AI+Web3: Towers and Squares

TL;DR

1. Web3 projects based on AI concepts have become targets for capital attraction in the primary and secondary markets.

2. The opportunities of Web3 in the AI industry are reflected in: using distributed incentives to coordinate potential supply in the long tail—across data, storage, and computing; while establishing open-source models and a decentralized market for AI Agents.

3. AI is mainly used in the Web3 industry for on-chain finance ( crypto payments, trading, data analysis ), and assisting development.

4. The utility of AI+Web3 is reflected in the complementarity of the two: Web3 is expected to counter AI centralization, while AI is expected to help Web3 break through barriers.

Introduction

In the past two years, the development of AI has been accelerated, and this butterfly effect triggered by ChatGPT has not only opened up a new world of generative artificial intelligence but has also stirred up a strong current in the Web3 field.

With the support of AI concepts, the funding boost in the crypto market, which has slowed down, is significant. According to statistics, in the first half of 2024 alone, 64 Web3 + AI projects completed funding, and the AI-based operating system Zyber365 achieved a maximum funding amount of 100 million USD in its Series A round.

The secondary market is more prosperous, with data from the crypto aggregation site Coingecko showing that within just over a year, the total market capitalization of the AI sector has reached $48.5 billion, with a 24-hour trading volume approaching $8.6 billion; the benefits brought by advancements in mainstream AI technology are evident, as the average price of the AI sector rose by 151% after the release of OpenAI's Sora text-to-video model; the AI effect also extends to one of the cryptocurrency capital-raising sectors, Meme: the first AI Agent concept MemeCoin—GOAT has rapidly gained popularity and achieved a valuation of $1.4 billion, successfully igniting the AI Meme boom.

The research and topics surrounding AI+Web3 are equally hot, from AI+Depin to AI Memecoin and now to current AI Agents and AI DAOs, the FOMO sentiment can no longer keep up with the speed of the new narrative rotation.

AI + Web3, this combination of terms filled with hot money, trends, and future fantasies, is inevitably seen as a marriage arranged by capital. It seems difficult for us to distinguish beneath this magnificent robe whether it is the playground of speculators or the eve of a dawn explosion.

To answer this question, a key consideration for both parties is whether it will get better with the other party involved. Can benefits be derived from the other party's model? In this article, we also attempt to build on the shoulders of our predecessors to examine this landscape: how Web3 can play a role in various aspects of the AI technology stack, and what new vitality AI can bring to Web3?

Part.1 What opportunities does Web3 have under the AI stack?

Before we delve into this topic, we need to understand the technology stack of AI large models:

In simpler terms, the whole process can be described as follows: the "large model" is like the human brain. In the early stages, this brain belongs to a newborn baby who has just come into the world and needs to observe and absorb a vast amount of information from the surroundings to understand this world. This is the data "collection" phase. Since computers do not possess human senses such as vision and hearing, before training, the large amounts of unlabelled information from the outside world need to be transformed into a format that computers can understand and utilize through "preprocessing."

▸ Provided records
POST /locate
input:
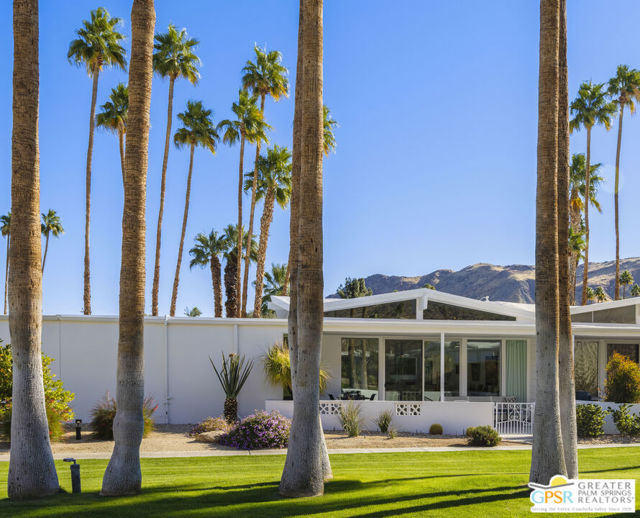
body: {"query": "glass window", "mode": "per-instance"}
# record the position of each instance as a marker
(432, 369)
(483, 367)
(585, 360)
(359, 366)
(403, 370)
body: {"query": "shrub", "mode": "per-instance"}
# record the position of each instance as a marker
(435, 429)
(627, 423)
(623, 380)
(57, 399)
(258, 431)
(351, 419)
(384, 421)
(483, 436)
(210, 424)
(590, 420)
(103, 414)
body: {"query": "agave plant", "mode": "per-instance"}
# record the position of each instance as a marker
(232, 376)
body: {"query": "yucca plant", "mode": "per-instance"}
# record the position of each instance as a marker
(232, 376)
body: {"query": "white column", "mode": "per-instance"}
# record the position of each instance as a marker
(442, 366)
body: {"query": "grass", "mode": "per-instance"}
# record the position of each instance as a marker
(474, 483)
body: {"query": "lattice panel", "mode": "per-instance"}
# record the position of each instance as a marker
(408, 409)
(329, 408)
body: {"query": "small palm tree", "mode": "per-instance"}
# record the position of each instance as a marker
(232, 376)
(113, 117)
(626, 279)
(197, 131)
(624, 87)
(274, 185)
(173, 57)
(192, 312)
(248, 126)
(600, 294)
(50, 225)
(207, 252)
(591, 107)
(98, 45)
(5, 231)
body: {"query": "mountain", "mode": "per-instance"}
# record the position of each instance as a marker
(513, 283)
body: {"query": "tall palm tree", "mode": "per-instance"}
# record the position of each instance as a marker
(305, 471)
(547, 457)
(267, 76)
(113, 117)
(274, 185)
(32, 472)
(50, 225)
(98, 45)
(5, 231)
(197, 131)
(231, 263)
(248, 126)
(173, 57)
(207, 252)
(123, 475)
(591, 107)
(625, 88)
(577, 189)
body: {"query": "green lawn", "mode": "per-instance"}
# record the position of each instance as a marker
(474, 484)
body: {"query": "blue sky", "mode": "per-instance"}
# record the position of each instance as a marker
(435, 166)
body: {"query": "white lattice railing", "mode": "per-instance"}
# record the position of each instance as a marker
(513, 418)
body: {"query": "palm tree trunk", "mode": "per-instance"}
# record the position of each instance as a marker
(304, 470)
(123, 475)
(163, 185)
(617, 207)
(87, 201)
(254, 187)
(46, 248)
(176, 279)
(239, 255)
(121, 146)
(32, 472)
(587, 190)
(547, 458)
(6, 274)
(217, 289)
(565, 354)
(265, 223)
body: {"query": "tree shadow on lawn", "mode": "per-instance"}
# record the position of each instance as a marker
(233, 501)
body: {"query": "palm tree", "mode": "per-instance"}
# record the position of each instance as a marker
(577, 190)
(123, 475)
(249, 126)
(32, 472)
(547, 458)
(305, 469)
(207, 252)
(197, 130)
(626, 279)
(5, 224)
(98, 45)
(267, 76)
(591, 107)
(625, 88)
(50, 225)
(114, 117)
(231, 263)
(600, 294)
(173, 57)
(274, 184)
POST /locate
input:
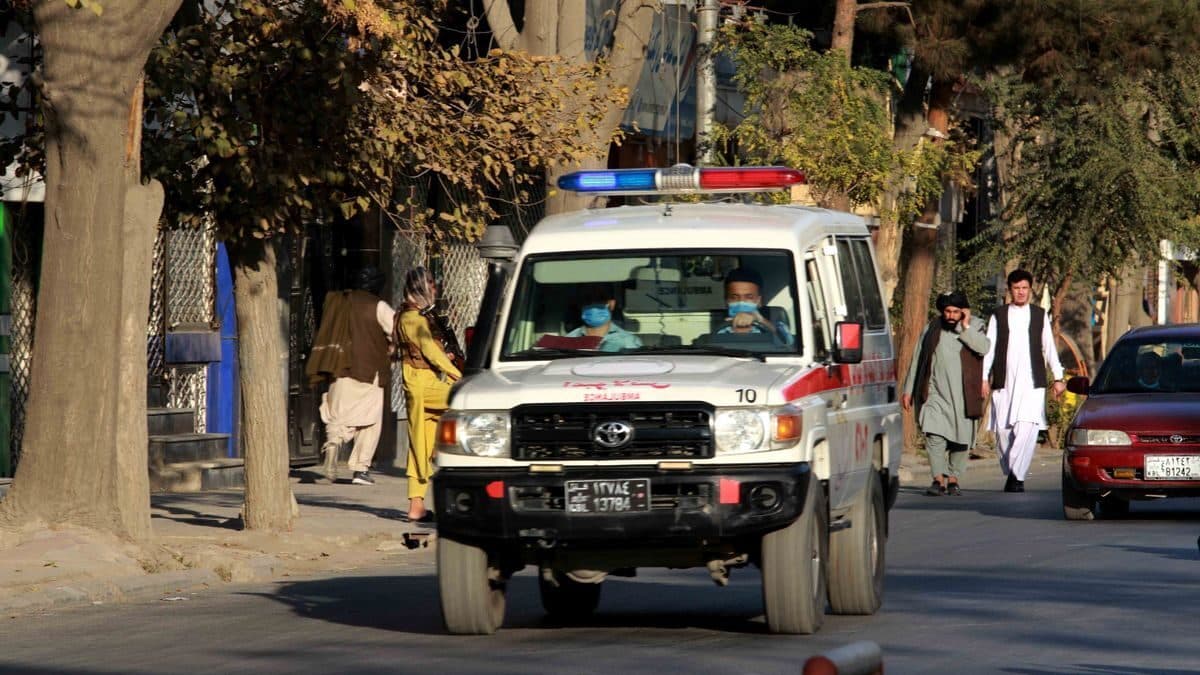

▸ Directions
**a.** Decide whether each statement below agrees with the AI+Web3 article. Answer yes or no, and quote the words of the article that decide it.
(i) In the first half of 2024, 64 Web3 + AI projects completed funding.
(ii) The average price of the AI sector rose by 151% after the release of ChatGPT.
(iii) The AI Agent concept MemeCoin GOAT reached a valuation of $4.8 billion.
**b.** Write out the passage of the AI+Web3 article from "The secondary market" up to and including "AI Meme boom.".
**c.** Answer these questions on the AI+Web3 article.
(i) Which AI-based operating system reached 100 million USD in its Series A round?
(ii) According to Coingecko data, what total market capitalization has the AI sector reached?
(iii) What is the phase called in which the newborn brain observes and absorbs information from its surroundings?

▸ Results for the exercise
**a.**
(i) Yes: "in the first half of 2024 alone, 64 Web3 + AI projects completed funding"
(ii) No: "the average price of the AI sector rose by 151% after the release of OpenAI's Sora text-to-video model"
(iii) No: "GOAT has rapidly gained popularity and achieved a valuation of $1.4 billion"

**b.**
The secondary market is more prosperous, with data from the crypto aggregation site Coingecko showing that within just over a year, the total market capitalization of the AI sector has reached $48.5 billion, with a 24-hour trading volume approaching $8.6 billion; the benefits brought by advancements in mainstream AI technology are evident, as the average price of the AI sector rose by 151% after the release of OpenAI's Sora text-to-video model; the AI effect also extends to one of the cryptocurrency capital-raising sectors, Meme: the first AI Agent concept MemeCoin—GOAT has rapidly gained popularity and achieved a valuation of $1.4 billion, successfully igniting the AI Meme boom.

**c.**
(i) Zyber365
(ii) $48.5 billion
(iii) The data "collection" phase